TASK STATEMENT
Set down all of the entries word for word, omitting the images they contain.

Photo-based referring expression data
*** Begin section ***
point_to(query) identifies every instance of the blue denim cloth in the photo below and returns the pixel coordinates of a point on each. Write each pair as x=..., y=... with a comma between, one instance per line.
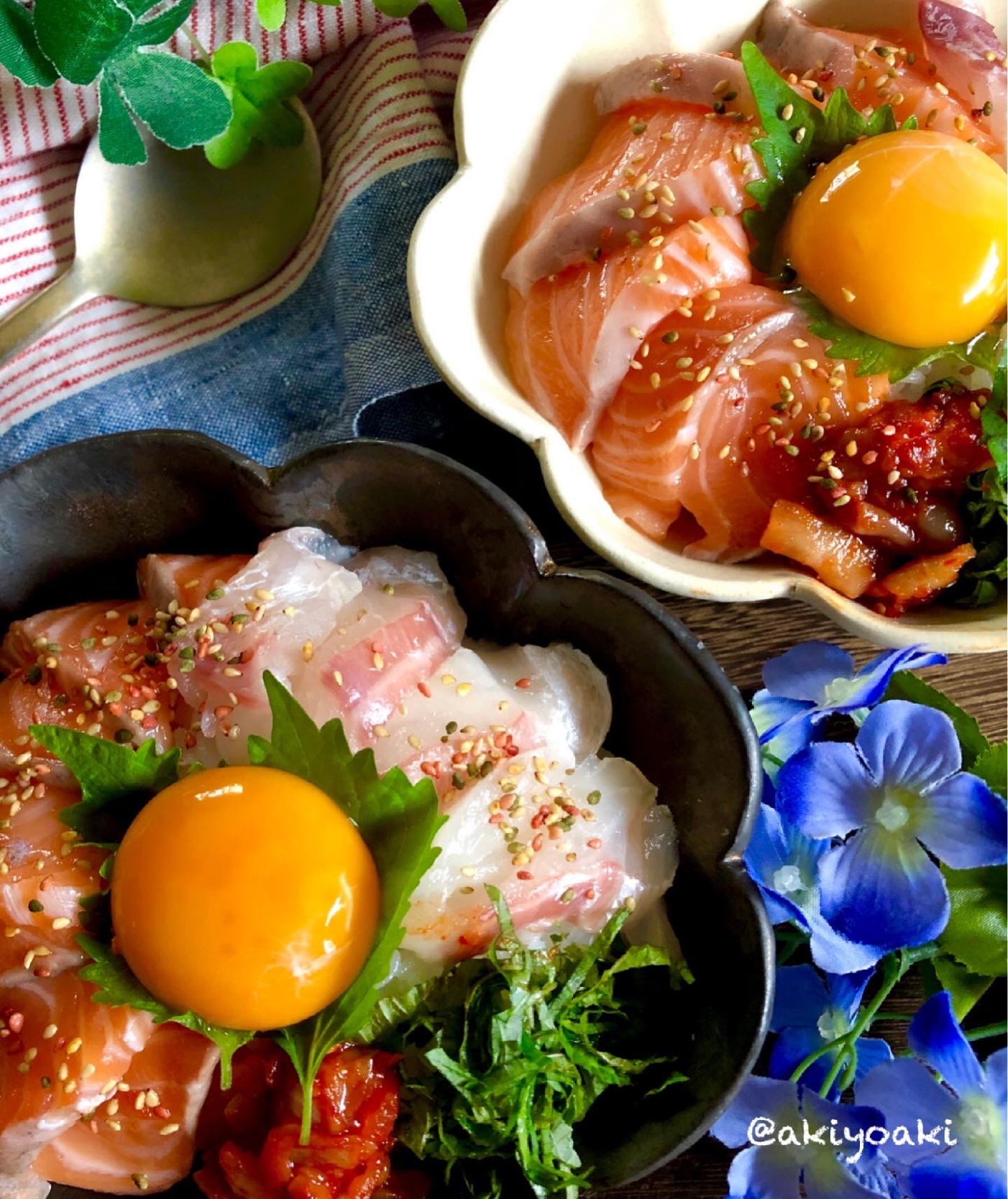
x=295, y=377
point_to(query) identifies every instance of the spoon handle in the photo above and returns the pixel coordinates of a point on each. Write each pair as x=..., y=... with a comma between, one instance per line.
x=40, y=312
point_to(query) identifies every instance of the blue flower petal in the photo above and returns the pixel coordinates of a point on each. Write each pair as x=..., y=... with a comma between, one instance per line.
x=807, y=671
x=792, y=1047
x=756, y=1098
x=770, y=712
x=907, y=1091
x=935, y=1036
x=909, y=745
x=846, y=991
x=790, y=739
x=826, y=1177
x=956, y=1175
x=882, y=888
x=964, y=823
x=996, y=1070
x=873, y=679
x=871, y=1052
x=826, y=791
x=764, y=1173
x=799, y=999
x=835, y=953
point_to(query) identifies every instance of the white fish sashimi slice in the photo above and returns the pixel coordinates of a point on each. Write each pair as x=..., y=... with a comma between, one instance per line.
x=794, y=43
x=562, y=686
x=485, y=705
x=269, y=617
x=566, y=848
x=695, y=78
x=400, y=628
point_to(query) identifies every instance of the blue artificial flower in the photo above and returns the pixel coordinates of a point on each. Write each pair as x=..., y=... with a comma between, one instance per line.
x=766, y=1113
x=972, y=1098
x=810, y=1011
x=812, y=681
x=785, y=866
x=898, y=787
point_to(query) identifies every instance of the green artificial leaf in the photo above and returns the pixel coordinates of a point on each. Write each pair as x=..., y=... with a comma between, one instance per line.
x=271, y=14
x=19, y=50
x=260, y=104
x=907, y=686
x=965, y=988
x=79, y=36
x=993, y=768
x=451, y=14
x=398, y=822
x=118, y=134
x=156, y=30
x=180, y=104
x=119, y=986
x=878, y=357
x=977, y=931
x=505, y=1055
x=115, y=781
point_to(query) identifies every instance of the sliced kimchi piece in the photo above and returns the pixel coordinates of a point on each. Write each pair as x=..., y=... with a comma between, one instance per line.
x=839, y=558
x=918, y=582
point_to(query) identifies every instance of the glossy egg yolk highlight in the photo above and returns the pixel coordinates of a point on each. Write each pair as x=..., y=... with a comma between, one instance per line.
x=246, y=896
x=904, y=236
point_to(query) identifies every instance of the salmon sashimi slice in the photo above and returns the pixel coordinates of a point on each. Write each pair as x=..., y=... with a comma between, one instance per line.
x=43, y=878
x=104, y=658
x=61, y=1055
x=186, y=579
x=573, y=339
x=689, y=78
x=400, y=628
x=267, y=617
x=709, y=423
x=899, y=77
x=28, y=698
x=124, y=1148
x=589, y=838
x=651, y=167
x=970, y=60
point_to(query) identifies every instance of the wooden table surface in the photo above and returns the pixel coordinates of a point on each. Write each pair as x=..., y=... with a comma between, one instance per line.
x=741, y=637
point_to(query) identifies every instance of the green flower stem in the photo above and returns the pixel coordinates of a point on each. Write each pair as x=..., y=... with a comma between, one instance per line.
x=988, y=1030
x=835, y=1043
x=849, y=1073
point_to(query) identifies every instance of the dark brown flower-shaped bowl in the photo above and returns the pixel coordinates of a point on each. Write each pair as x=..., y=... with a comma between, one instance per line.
x=75, y=520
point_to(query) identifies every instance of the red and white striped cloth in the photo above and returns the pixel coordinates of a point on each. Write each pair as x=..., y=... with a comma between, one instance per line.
x=379, y=97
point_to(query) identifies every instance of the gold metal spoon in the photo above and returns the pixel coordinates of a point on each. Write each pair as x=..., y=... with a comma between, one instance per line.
x=176, y=231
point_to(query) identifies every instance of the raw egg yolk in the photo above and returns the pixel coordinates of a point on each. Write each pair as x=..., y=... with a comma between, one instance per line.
x=904, y=236
x=246, y=896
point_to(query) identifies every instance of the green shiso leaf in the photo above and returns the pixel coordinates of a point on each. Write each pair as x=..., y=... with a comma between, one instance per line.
x=115, y=781
x=878, y=357
x=504, y=1055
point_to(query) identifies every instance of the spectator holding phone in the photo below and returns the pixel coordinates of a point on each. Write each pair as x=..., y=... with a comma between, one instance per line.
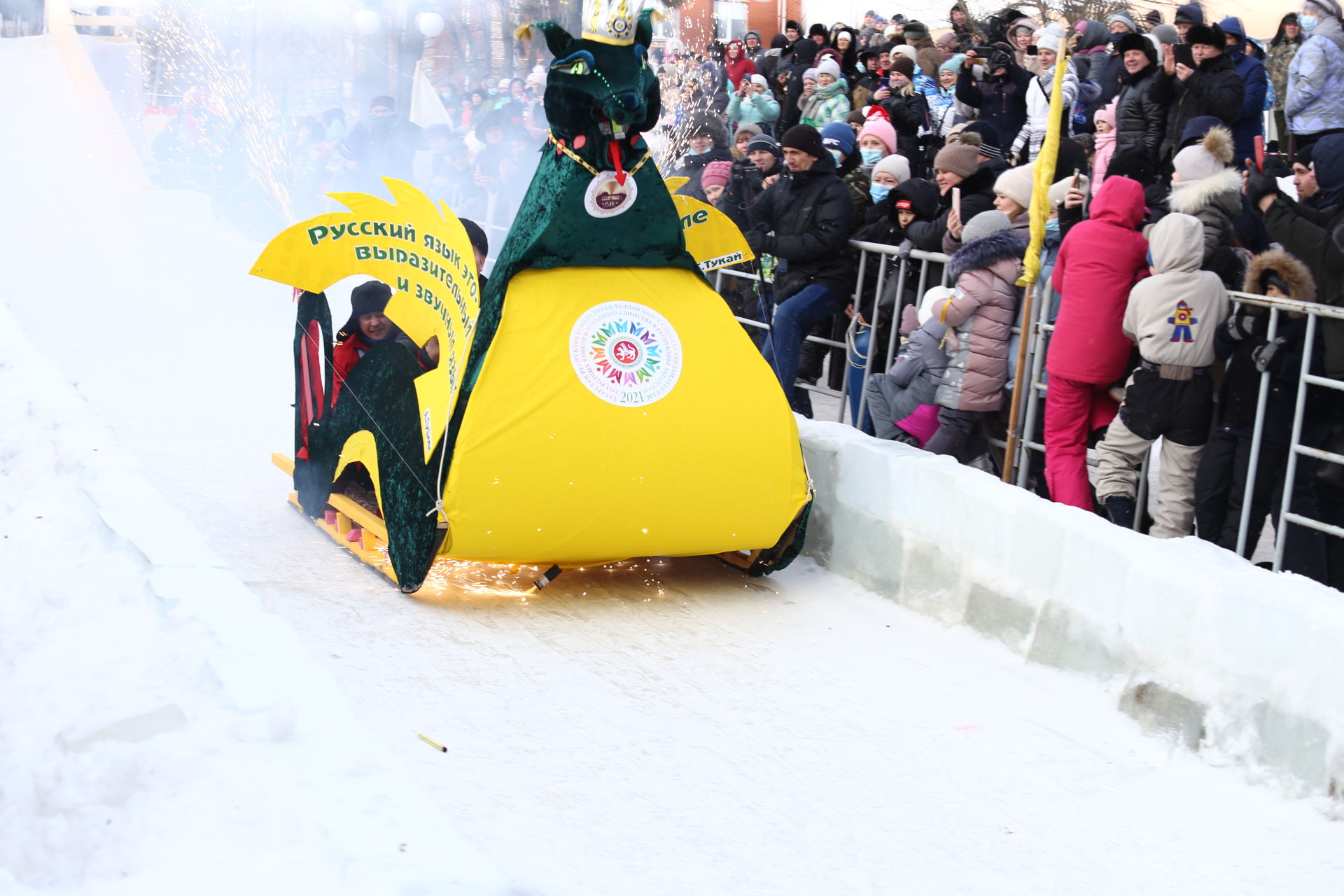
x=1196, y=81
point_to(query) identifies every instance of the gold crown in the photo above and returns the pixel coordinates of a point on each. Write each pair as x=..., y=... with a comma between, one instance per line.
x=610, y=20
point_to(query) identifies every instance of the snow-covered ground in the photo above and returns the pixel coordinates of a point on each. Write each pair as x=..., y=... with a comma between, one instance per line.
x=654, y=729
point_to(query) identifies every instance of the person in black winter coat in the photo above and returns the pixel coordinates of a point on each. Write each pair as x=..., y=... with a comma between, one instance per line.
x=804, y=57
x=809, y=216
x=1002, y=97
x=958, y=167
x=1243, y=340
x=1211, y=88
x=1140, y=120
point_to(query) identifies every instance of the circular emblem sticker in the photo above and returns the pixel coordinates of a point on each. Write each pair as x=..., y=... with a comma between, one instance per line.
x=625, y=354
x=606, y=197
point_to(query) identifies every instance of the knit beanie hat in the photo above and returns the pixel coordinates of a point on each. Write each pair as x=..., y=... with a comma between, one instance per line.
x=1208, y=35
x=1016, y=184
x=369, y=298
x=991, y=144
x=476, y=235
x=748, y=128
x=1059, y=191
x=1190, y=14
x=804, y=139
x=882, y=130
x=960, y=159
x=895, y=166
x=765, y=141
x=983, y=225
x=838, y=134
x=1208, y=158
x=1328, y=7
x=1166, y=34
x=1123, y=16
x=717, y=172
x=1136, y=42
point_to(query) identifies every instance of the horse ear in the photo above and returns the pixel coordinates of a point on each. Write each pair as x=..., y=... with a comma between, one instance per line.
x=644, y=29
x=556, y=38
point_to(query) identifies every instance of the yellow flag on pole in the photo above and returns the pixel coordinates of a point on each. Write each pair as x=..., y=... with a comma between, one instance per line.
x=1043, y=172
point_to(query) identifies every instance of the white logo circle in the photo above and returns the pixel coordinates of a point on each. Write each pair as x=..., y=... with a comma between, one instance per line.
x=608, y=197
x=625, y=354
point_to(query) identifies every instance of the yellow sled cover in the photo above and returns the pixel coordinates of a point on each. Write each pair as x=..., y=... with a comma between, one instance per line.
x=622, y=413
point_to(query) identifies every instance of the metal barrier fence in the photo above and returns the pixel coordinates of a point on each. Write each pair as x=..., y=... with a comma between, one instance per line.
x=892, y=262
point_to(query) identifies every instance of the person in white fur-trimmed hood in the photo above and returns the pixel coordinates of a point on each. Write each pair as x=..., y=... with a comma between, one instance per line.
x=1206, y=186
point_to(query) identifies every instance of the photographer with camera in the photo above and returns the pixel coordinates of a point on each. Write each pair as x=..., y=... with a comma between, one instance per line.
x=1002, y=97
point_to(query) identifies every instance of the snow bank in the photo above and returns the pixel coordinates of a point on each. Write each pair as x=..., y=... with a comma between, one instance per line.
x=162, y=732
x=1238, y=663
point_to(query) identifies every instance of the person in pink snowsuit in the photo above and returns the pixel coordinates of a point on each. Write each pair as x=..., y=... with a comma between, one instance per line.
x=1105, y=120
x=1100, y=261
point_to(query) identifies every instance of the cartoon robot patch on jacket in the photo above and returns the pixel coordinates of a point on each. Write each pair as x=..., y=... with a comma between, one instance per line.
x=1183, y=320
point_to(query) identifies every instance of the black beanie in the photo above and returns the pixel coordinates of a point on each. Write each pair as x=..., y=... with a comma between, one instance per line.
*** End section ***
RESULT OF THE TASK
point_to(query) identifies every instance of the blue denim cloth in the photo below and returns the pixel coordinates of a point on each. Write each pair as x=..., y=... with a comma between, one instance per line.
x=295, y=377
point_to(query) identifies every instance of the spoon handle in the photo above and returns the pixel coordinates of a point on each. Write each pair as x=..., y=... with a comma between, one instance per line.
x=40, y=312
point_to(query) identifies every instance of the blue flower petal in the photo above and returns the pixel coordinates of a point on each. Write each pair as x=..., y=... with a comma between, one instance per line.
x=807, y=671
x=792, y=1047
x=756, y=1098
x=770, y=712
x=907, y=1091
x=935, y=1036
x=909, y=745
x=846, y=991
x=790, y=739
x=826, y=1177
x=956, y=1175
x=882, y=888
x=964, y=823
x=996, y=1070
x=873, y=679
x=871, y=1052
x=826, y=791
x=764, y=1173
x=799, y=999
x=835, y=953
point_to(query) identifies every instance of the white fish sashimi slice in the photo above and returns the pixel coordinates of a point on each. Write each pair as x=..., y=... with a comma between, one instance per line.
x=794, y=43
x=562, y=686
x=485, y=705
x=269, y=617
x=566, y=848
x=695, y=78
x=400, y=628
point_to(query) identifies every instance of the blue artificial flower in the photo above and returns the pixel coordinates of a point on each. Write each pair as x=..., y=... with a comma between, one instance per line.
x=766, y=1113
x=972, y=1098
x=810, y=1011
x=812, y=681
x=785, y=866
x=898, y=787
point_to(query) identifies every instance of the green artificial leaf in the photo above and returns the pixel coordinates of a point on each. Write each pair as x=..., y=... with a comma between, one instance per line.
x=271, y=14
x=19, y=50
x=260, y=104
x=907, y=686
x=965, y=988
x=79, y=36
x=993, y=768
x=451, y=14
x=398, y=822
x=118, y=134
x=156, y=30
x=180, y=104
x=119, y=986
x=878, y=357
x=977, y=931
x=505, y=1055
x=115, y=781
point_to(query) identifies every instance of the sliced kimchi piece in the photo above and returns the pixel coordinates of a point on each. Write each pair as x=..., y=... with a comma between, one instance per line.
x=839, y=558
x=918, y=582
point_to(query) identifies every instance of the glossy egg yolk highlight in the photo above and returns the pixel coordinates of a point on each. Write each pair as x=..., y=... with a comma between, one instance per line.
x=246, y=896
x=904, y=236
point_to(query) identifies every instance of the salmon sashimi slice in the photo above and returns the pixel coordinates of a point on each. Write each pair as x=..., y=... with a comma between, one instance per line.
x=43, y=878
x=104, y=658
x=61, y=1055
x=186, y=579
x=573, y=339
x=689, y=78
x=400, y=628
x=267, y=617
x=709, y=423
x=899, y=77
x=28, y=698
x=124, y=1148
x=589, y=838
x=651, y=167
x=970, y=60
point_to(query) identifies every instance of the wooden table surface in the photo above and returns the pixel coordinates of a point on each. Write each pair as x=..., y=... with a comma between, one instance per line.
x=741, y=637
point_to(query) identifies every instance of the green flower stem in the photo above and returns the pixel coordinates of a point on each. Write each pair as x=..., y=... with a comma between, one instance per line.
x=988, y=1030
x=835, y=1043
x=849, y=1073
point_to(query) identifies every instance of the dark brown flower-shaped bowl in the photo above and returns the pixel coordinates of a point on each. Write each pair as x=..., y=... with a comma between, one instance per line.
x=75, y=520
point_to(query) identifies every instance of the red and white striped cloth in the photo above and returns the pixel coordinates of a point on each. Write each pair as x=..., y=... with a comma between, one instance per line.
x=379, y=97
point_to(query) identifies every instance of the gold metal spoon in the photo above and returns the pixel coordinates of a point on each. Write each pair as x=..., y=... with a comma between, one instance per line.
x=176, y=231
point_to(query) identifies every instance of the raw egg yolk in the photo above and returns the pixel coordinates of a point on each. Write each pair as x=..., y=... with a comma between, one instance per line.
x=904, y=236
x=246, y=896
point_to(query) identifies every instance of the green shiso leaf in the photo above and returns the pixel coordinates of a point on each. Write each pair as x=..., y=... with a comma between, one instance per line.
x=115, y=781
x=878, y=357
x=504, y=1055
point_to(query) identifies every instance of the spectator holding phone in the photo below and returns the pixel coordinates of a point on each. Write each pair as x=..., y=... with a comma between, one instance per line.
x=1196, y=81
point_to(query) identifies every instance of the gold crown in the photo above and returns the pixel coordinates of a point on each. Write each pair as x=..., y=... with a comma between, one instance per line.
x=610, y=20
point_to(query) identifies every instance of the snow-covered ground in the photo above and returns the pixel coordinates of a point on each. Write each pair as x=..., y=... with a comma between, one instance per line.
x=654, y=729
point_to(query) identifies every instance of the person in black winter coat in the photo above and returns the pixel coordinates of a point on each. Write each pair as x=..., y=... with a comma between, one instance per line.
x=804, y=57
x=809, y=216
x=1002, y=97
x=958, y=167
x=1243, y=340
x=1211, y=88
x=1140, y=120
point_to(query) identifies every instance of the circular emblem sticker in the photo above and returns the pixel coordinates of a point on each. Write each pair as x=..., y=... with a comma between, one instance per line.
x=625, y=354
x=606, y=197
point_to(query) identifies every instance of the knit beanie hat in the photo above and returns the pixel coordinates of a point on each. Write each pair as x=..., y=... with a comma between, one instance per line.
x=1208, y=35
x=1016, y=184
x=369, y=298
x=991, y=144
x=476, y=235
x=748, y=128
x=1059, y=191
x=1190, y=14
x=804, y=139
x=882, y=130
x=960, y=159
x=895, y=166
x=765, y=141
x=983, y=225
x=838, y=134
x=1208, y=158
x=1328, y=7
x=1166, y=34
x=1123, y=16
x=717, y=172
x=1136, y=42
point_to(query) identifies every instance of the horse ear in the photo above and returns the pixel coordinates of a point on each. Write each pair as x=..., y=... with a comma between, one instance per line.
x=644, y=29
x=556, y=38
point_to(query) identifies every instance of the yellow flag on pole in the photo above and returns the pixel coordinates of a point on each. Write each pair as x=..., y=... with a comma between, one instance per line.
x=1043, y=172
point_to(query) identifies every instance of the white logo circle in the photo above and returns the pixel coordinates of a point on each. Write each pair as x=..., y=... with a comma between, one instance per line.
x=608, y=197
x=625, y=354
point_to(query) identifies every instance of the yellow sled cover in the photo above and returns the pixel coordinates of a point on each. Write each pair as x=..., y=... with a comma between, one instance per line.
x=622, y=413
point_to(query) identifies every instance of the metal barrier fence in the photo above and returns the pixel coordinates of a point on each. Write each pair as x=..., y=... with a comma between, one instance per line.
x=892, y=262
point_to(query) identifies every instance of the person in white fur-trimmed hood in the photo above and returns the pixel coordinates of a point on each. Write each pair as x=..., y=... with a comma between, one instance per line.
x=1206, y=186
point_to(query) identifies every instance of the photographer with camera in the photo above and returns the pixel coordinates of a point on each. Write each pair as x=..., y=... with a comma between, one instance per line.
x=1002, y=97
point_to(query) identifies every instance of the snow bank in the photo above and returns the pixel coordinates of a point on each. Write each pair as x=..., y=... with a comma between, one instance per line.
x=162, y=732
x=1238, y=663
point_to(query) identifies every instance of the person in pink snowsuit in the photo above and returns the pixel coordinates of a point on each. Write each pair as x=..., y=... with a comma between, one instance per line.
x=1105, y=120
x=1100, y=261
point_to(query) identifies every instance of the cartoon robot patch on jacket in the photo above and returns the pixel coordinates of a point on each. Write each pair as x=..., y=... with a comma between, one instance per line.
x=1183, y=320
point_to(query) identifies every instance of the black beanie in the photo above and returns the pixel coordinates of a point on each. Write each pair as x=..., y=... with a comma between, one instance per line.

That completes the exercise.